## The records
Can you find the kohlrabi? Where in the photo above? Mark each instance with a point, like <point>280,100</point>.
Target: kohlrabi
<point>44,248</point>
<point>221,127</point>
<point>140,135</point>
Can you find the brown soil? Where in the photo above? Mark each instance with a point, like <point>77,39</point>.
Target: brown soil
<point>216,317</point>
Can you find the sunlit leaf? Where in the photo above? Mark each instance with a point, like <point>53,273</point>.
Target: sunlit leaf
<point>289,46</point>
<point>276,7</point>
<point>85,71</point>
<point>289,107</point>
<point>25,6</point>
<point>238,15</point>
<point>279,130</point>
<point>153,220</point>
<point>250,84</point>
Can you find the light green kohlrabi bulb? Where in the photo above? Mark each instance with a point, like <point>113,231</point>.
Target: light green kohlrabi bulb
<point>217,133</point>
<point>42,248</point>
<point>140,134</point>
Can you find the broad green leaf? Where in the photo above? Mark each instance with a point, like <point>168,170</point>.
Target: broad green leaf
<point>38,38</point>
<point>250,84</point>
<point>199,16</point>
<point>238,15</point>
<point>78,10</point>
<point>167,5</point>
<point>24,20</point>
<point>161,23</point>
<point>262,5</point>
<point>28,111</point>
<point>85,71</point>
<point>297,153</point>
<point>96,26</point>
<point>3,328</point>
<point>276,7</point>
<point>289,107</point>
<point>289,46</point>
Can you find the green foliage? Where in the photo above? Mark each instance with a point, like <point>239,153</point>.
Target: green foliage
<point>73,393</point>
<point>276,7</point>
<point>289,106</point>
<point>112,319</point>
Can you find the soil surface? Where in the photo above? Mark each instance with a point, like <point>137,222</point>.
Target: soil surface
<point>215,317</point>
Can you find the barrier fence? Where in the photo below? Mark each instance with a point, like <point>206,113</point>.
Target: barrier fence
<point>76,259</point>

## Short task
Format every line of the listing above as a numbered list, and omit any blank lines.

## Written solution
1. Can you find the kohlrabi? Where in the photo above? Mark each instance with a point, like <point>280,100</point>.
2. Target: kohlrabi
3. <point>44,248</point>
4. <point>221,127</point>
5. <point>140,135</point>
6. Can you find the brown soil? Where in the photo above? Mark each instance with a point, like <point>77,39</point>.
7. Target: brown soil
8. <point>216,317</point>
9. Can you find the sunlit leaf? Where in the photo above? Mark each instance with a point, like <point>53,273</point>.
10. Target: sunlit leaf
11. <point>289,46</point>
12. <point>276,7</point>
13. <point>85,71</point>
14. <point>289,107</point>
15. <point>25,6</point>
16. <point>238,15</point>
17. <point>279,130</point>
18. <point>153,220</point>
19. <point>250,84</point>
20. Can you find the light green kohlrabi bulb? Where in the photo above? Mark each instance with a point, like <point>113,231</point>.
21. Target: light green kohlrabi bulb
22. <point>217,133</point>
23. <point>42,248</point>
24. <point>140,134</point>
25. Can you find the broad green leaf? Where in the photo above? Mark each instance with a point, like <point>168,170</point>.
26. Target: broad green leaf
27. <point>38,38</point>
28. <point>250,84</point>
29. <point>199,16</point>
30. <point>238,15</point>
31. <point>78,10</point>
32. <point>167,5</point>
33. <point>24,20</point>
34. <point>161,23</point>
35. <point>262,5</point>
36. <point>28,111</point>
37. <point>85,71</point>
38. <point>297,153</point>
39. <point>96,26</point>
40. <point>3,328</point>
41. <point>276,7</point>
42. <point>289,107</point>
43. <point>289,46</point>
44. Can you find the green foliage? Where in the photo above? Mark each instance with a point, like <point>239,153</point>.
45. Target: green foliage
46. <point>73,393</point>
47. <point>276,7</point>
48. <point>289,106</point>
49. <point>112,319</point>
50. Can you find the soil surface? Where in the photo above? Mark each instance with a point, like <point>137,222</point>.
51. Target: soil surface
52. <point>215,317</point>
53. Can you find the barrier fence? Where in the photo below? Mark each instance with a point, like <point>206,113</point>.
54. Target: barrier fence
55. <point>76,259</point>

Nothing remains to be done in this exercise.